WORK REQUIRED: Return each line in the records below that includes "with".

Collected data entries

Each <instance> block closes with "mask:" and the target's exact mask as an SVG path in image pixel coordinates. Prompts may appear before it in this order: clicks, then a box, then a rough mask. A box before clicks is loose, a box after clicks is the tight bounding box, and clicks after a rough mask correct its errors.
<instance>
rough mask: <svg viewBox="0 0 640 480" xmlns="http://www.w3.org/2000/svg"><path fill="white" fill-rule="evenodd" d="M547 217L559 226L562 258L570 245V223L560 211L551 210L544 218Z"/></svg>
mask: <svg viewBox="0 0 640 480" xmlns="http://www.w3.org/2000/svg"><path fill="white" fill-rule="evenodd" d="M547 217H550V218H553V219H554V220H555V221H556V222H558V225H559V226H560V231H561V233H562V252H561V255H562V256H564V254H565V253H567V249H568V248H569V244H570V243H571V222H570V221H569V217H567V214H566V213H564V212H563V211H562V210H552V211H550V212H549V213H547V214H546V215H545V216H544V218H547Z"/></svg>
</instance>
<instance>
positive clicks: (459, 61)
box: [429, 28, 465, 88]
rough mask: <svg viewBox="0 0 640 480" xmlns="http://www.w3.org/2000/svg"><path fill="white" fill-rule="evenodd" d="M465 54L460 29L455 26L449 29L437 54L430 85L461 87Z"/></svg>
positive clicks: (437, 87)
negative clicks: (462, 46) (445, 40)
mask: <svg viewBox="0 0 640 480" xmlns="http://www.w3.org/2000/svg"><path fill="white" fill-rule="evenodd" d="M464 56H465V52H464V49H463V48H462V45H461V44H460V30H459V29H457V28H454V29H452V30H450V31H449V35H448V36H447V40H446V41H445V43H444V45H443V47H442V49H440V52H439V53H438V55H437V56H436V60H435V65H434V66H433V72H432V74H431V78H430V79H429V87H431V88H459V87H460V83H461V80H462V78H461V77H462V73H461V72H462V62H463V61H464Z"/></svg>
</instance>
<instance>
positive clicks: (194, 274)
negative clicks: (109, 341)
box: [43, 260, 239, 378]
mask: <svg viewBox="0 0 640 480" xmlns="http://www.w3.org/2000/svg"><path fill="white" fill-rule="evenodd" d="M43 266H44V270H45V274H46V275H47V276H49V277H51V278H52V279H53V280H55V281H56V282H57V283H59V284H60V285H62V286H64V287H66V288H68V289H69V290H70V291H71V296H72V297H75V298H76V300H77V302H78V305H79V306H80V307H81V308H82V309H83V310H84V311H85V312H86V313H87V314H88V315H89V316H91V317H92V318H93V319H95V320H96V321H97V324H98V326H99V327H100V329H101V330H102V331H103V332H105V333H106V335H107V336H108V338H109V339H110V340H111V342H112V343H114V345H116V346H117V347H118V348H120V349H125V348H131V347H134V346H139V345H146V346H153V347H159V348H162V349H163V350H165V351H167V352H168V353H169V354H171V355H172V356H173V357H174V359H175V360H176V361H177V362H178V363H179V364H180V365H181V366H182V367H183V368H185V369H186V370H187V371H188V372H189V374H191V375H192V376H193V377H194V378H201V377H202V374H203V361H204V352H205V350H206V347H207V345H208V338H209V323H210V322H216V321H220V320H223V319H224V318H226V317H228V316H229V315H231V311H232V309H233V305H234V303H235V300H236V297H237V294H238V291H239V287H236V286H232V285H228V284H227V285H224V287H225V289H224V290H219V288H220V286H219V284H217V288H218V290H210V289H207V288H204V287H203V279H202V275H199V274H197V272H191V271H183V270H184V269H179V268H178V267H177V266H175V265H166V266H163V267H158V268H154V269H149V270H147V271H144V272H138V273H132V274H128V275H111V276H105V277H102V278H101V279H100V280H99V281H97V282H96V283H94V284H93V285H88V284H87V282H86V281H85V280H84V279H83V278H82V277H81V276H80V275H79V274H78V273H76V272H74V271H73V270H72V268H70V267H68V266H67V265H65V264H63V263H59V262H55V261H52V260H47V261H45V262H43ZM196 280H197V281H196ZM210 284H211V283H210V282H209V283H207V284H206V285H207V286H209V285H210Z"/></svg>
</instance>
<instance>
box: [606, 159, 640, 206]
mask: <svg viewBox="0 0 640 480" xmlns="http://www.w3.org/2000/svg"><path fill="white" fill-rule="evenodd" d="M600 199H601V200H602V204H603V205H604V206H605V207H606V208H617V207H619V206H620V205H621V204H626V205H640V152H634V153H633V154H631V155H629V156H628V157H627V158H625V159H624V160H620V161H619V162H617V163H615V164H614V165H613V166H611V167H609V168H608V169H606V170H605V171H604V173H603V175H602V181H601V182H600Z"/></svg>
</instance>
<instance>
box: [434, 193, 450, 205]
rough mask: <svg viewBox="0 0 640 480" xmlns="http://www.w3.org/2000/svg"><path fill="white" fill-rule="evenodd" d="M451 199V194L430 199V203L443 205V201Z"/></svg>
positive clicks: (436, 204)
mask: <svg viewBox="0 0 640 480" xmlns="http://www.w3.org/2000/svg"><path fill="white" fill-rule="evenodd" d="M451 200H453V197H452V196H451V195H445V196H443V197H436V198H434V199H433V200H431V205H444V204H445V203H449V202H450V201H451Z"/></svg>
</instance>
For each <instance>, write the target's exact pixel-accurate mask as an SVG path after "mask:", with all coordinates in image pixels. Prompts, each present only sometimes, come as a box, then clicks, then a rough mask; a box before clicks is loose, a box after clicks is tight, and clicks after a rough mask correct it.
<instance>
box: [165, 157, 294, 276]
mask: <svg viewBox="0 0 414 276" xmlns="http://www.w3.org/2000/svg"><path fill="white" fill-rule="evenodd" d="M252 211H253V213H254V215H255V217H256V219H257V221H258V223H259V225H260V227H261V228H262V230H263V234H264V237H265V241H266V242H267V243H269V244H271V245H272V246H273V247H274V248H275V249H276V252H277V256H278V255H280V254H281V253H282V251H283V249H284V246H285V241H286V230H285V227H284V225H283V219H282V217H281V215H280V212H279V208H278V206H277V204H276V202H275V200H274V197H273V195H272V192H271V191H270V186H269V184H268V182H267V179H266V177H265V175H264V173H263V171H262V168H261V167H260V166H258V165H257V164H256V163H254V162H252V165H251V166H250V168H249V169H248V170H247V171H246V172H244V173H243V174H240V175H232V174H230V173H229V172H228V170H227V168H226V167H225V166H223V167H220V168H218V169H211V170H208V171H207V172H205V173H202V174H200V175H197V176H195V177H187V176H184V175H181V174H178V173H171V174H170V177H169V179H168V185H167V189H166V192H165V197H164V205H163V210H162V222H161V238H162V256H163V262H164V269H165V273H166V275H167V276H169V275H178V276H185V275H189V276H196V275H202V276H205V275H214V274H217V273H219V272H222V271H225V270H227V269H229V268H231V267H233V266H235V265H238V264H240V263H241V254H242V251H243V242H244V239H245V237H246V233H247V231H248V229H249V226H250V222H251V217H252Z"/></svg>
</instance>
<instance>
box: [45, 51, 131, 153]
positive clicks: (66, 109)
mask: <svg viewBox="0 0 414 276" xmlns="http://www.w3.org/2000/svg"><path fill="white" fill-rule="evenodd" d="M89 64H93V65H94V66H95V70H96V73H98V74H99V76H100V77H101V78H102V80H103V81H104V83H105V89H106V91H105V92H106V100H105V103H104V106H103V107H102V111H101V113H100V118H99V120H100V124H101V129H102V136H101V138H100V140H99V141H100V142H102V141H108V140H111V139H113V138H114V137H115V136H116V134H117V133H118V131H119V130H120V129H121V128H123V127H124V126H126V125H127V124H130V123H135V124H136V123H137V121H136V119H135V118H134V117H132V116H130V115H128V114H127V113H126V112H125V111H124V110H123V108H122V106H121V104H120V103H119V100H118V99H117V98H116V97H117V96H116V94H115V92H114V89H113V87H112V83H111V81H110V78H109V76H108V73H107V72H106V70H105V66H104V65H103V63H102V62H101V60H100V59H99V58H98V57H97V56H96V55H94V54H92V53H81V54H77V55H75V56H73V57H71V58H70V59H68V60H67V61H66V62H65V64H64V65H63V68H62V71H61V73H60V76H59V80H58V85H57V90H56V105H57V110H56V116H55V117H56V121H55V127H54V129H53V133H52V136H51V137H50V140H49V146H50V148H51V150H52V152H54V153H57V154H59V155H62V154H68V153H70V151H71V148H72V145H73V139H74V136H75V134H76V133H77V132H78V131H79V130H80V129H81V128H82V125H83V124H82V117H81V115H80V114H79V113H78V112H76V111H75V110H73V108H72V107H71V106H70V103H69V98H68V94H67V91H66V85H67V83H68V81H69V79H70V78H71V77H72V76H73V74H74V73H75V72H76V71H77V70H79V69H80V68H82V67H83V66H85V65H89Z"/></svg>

EXERCISE ANSWER:
Each <instance> block closes with "mask:" and the target's exact mask as an SVG path in image pixel coordinates. Prompts may appear before it in this order: clicks, then a box, then a rough mask. A box before clicks is loose, a box after clicks is the tight bounding box, and clicks after a rough mask correct its errors.
For each <instance>, write the target's exact pixel-accurate mask as an SVG path after "mask:", with all coordinates in image pixels. Prompts, each present only sometimes, come as a box, then clicks, then a rough mask; a box before clicks is loose, a box after clicks is tight, and clicks after a rough mask correct it.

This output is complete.